=== EXERCISE GOAL ===
Search the records below for the line containing "Reviewer note. Check that every instance of the red". Output that line and all later lines exactly; output nothing else.
[Opening PROVIDED DATA section]
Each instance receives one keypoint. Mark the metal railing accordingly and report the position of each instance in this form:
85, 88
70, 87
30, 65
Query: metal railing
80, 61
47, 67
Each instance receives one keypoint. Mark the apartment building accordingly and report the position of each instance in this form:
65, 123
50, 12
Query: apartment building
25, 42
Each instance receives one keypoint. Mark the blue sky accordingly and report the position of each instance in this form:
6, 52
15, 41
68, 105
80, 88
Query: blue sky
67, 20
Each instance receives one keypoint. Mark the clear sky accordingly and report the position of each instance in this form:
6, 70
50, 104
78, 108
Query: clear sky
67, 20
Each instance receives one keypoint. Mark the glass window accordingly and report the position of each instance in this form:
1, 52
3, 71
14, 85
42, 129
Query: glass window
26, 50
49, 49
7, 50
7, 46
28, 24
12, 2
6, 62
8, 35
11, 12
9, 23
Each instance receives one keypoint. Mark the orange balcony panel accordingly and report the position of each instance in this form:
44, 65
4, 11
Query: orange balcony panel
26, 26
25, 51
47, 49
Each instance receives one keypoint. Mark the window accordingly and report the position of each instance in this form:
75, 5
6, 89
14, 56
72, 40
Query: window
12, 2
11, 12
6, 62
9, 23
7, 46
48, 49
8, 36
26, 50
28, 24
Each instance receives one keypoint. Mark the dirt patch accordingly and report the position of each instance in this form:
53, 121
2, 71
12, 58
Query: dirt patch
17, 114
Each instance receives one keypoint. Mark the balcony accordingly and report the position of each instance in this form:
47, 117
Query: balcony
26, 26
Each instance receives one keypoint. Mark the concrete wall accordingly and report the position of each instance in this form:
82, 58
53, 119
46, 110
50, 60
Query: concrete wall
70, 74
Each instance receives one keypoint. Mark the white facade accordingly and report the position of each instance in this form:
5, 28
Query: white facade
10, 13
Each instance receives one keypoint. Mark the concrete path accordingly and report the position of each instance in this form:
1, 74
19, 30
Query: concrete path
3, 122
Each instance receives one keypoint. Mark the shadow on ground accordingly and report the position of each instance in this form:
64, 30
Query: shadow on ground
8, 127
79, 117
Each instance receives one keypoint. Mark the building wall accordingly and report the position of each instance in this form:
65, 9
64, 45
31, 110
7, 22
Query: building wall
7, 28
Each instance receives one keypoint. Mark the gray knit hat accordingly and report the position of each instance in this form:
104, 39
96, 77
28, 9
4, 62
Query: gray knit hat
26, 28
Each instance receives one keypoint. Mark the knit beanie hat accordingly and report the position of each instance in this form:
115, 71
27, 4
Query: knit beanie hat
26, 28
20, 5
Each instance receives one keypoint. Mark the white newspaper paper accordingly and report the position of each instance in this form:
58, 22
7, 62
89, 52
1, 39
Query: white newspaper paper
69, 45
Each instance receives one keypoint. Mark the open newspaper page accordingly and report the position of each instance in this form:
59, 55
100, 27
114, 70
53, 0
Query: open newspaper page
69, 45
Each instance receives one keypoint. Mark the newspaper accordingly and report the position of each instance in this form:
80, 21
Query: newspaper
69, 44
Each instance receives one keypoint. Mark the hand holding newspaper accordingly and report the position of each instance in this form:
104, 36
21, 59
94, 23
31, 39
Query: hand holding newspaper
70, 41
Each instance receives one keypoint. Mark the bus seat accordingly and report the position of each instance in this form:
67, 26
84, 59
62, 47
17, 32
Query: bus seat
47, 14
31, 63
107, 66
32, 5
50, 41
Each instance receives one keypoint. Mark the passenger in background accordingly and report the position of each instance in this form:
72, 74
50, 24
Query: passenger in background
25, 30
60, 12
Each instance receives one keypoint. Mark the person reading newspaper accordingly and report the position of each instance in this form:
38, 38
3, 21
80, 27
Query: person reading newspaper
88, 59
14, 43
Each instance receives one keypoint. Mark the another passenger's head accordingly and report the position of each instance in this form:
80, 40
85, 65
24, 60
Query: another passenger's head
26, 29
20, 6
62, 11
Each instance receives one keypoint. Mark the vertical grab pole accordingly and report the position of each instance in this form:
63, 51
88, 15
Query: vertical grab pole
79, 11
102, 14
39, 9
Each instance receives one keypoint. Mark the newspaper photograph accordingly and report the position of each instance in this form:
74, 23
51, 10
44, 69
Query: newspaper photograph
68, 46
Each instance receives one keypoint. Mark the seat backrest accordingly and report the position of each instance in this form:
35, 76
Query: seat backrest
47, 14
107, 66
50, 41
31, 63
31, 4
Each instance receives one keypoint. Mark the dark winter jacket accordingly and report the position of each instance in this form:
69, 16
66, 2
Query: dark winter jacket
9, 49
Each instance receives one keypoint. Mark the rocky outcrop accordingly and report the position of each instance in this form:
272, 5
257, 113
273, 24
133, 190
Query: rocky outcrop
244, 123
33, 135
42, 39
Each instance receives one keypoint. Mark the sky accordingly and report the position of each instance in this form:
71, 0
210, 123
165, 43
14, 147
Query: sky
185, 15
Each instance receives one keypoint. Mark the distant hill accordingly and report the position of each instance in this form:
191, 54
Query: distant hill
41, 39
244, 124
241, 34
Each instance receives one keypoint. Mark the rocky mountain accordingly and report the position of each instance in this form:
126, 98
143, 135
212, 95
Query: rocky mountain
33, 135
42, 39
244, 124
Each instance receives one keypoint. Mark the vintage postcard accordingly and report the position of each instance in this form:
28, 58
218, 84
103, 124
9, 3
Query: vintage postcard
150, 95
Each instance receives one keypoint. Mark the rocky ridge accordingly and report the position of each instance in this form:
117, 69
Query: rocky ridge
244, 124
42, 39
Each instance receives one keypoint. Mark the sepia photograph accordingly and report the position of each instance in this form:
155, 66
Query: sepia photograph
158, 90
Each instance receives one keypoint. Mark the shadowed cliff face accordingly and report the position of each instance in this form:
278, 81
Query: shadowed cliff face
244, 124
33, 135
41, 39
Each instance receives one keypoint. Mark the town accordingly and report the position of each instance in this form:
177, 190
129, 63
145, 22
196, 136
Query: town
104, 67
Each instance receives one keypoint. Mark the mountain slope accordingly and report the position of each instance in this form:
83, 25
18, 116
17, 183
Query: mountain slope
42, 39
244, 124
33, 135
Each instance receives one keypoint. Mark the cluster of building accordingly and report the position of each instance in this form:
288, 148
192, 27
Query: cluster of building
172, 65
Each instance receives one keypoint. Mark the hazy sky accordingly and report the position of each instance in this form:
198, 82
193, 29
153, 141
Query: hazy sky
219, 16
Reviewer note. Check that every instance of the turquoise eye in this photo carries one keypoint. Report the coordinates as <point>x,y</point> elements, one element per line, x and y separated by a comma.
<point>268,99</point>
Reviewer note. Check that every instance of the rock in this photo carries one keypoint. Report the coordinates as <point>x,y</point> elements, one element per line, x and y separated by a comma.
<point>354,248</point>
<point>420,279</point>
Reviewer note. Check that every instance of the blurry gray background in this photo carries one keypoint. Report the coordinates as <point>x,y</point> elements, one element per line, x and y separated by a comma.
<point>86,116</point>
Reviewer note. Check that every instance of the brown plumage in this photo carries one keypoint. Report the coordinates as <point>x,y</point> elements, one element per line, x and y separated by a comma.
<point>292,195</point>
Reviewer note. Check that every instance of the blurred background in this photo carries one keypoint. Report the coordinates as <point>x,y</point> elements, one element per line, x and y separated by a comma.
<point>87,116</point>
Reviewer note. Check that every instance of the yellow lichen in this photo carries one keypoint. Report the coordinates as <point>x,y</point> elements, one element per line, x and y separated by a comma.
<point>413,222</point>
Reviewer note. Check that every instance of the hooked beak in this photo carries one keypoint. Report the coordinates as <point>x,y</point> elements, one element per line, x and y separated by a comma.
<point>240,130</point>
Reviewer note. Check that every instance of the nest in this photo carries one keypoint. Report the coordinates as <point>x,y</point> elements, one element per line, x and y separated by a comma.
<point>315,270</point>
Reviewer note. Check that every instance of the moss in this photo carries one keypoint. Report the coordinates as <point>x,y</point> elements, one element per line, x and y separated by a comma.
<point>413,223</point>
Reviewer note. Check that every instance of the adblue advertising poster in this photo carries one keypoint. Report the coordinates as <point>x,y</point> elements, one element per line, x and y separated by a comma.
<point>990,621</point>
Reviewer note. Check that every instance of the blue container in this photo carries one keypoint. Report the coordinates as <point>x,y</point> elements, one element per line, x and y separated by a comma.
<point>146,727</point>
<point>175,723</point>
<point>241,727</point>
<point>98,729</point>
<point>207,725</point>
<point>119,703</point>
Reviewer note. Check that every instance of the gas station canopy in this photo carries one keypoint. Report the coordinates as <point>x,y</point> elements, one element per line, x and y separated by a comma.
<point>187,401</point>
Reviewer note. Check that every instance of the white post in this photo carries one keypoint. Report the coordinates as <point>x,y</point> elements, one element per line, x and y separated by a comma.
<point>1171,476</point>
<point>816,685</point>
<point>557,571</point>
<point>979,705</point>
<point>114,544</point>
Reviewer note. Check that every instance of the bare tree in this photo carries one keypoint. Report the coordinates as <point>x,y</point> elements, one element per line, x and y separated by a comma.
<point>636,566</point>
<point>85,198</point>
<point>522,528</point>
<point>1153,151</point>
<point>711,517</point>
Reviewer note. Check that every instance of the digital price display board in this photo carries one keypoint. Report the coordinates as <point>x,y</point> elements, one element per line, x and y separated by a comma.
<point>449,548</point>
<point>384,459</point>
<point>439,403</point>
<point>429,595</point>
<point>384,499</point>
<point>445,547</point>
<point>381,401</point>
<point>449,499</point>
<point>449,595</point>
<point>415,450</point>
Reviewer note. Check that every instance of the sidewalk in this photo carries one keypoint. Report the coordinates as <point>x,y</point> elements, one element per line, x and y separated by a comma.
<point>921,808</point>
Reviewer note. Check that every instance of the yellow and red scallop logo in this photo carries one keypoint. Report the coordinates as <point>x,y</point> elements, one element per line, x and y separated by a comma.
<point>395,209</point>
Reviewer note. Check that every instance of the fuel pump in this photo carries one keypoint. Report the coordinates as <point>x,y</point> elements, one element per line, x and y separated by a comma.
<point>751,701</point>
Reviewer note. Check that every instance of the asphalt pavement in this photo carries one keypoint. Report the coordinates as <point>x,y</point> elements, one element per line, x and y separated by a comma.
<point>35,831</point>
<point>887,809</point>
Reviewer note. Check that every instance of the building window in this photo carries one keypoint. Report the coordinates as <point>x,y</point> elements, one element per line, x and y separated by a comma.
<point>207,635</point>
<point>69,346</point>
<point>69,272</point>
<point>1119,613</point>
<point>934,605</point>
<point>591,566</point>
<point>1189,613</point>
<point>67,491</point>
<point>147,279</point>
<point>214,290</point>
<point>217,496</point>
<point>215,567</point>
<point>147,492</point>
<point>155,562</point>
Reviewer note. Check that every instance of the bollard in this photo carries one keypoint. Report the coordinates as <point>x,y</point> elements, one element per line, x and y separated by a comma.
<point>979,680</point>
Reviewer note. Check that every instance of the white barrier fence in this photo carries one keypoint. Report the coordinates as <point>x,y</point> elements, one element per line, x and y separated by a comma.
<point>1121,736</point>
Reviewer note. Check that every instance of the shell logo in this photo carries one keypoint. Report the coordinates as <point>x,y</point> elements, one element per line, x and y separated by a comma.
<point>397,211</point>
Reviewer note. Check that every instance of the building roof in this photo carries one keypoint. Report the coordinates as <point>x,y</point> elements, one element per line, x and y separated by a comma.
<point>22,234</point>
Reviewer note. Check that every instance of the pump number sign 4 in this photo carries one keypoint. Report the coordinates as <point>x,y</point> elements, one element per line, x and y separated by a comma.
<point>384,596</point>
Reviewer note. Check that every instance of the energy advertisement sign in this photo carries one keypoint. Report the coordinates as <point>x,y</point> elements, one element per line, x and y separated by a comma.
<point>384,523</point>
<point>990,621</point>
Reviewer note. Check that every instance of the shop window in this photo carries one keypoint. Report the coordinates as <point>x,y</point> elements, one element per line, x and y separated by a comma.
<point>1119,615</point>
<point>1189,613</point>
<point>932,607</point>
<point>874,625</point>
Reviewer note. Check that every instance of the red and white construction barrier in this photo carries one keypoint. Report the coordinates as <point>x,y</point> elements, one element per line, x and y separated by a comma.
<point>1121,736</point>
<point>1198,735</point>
[Closing PROVIDED DATA section]
=== RESPONSE TO THIS EXERCISE ===
Reviewer note. Check that every instance of the red and white construction barrier in this photo carries one keypoint. Report the coordinates as <point>x,y</point> elements, one element per line, x and y separated by a comma.
<point>1121,736</point>
<point>1198,735</point>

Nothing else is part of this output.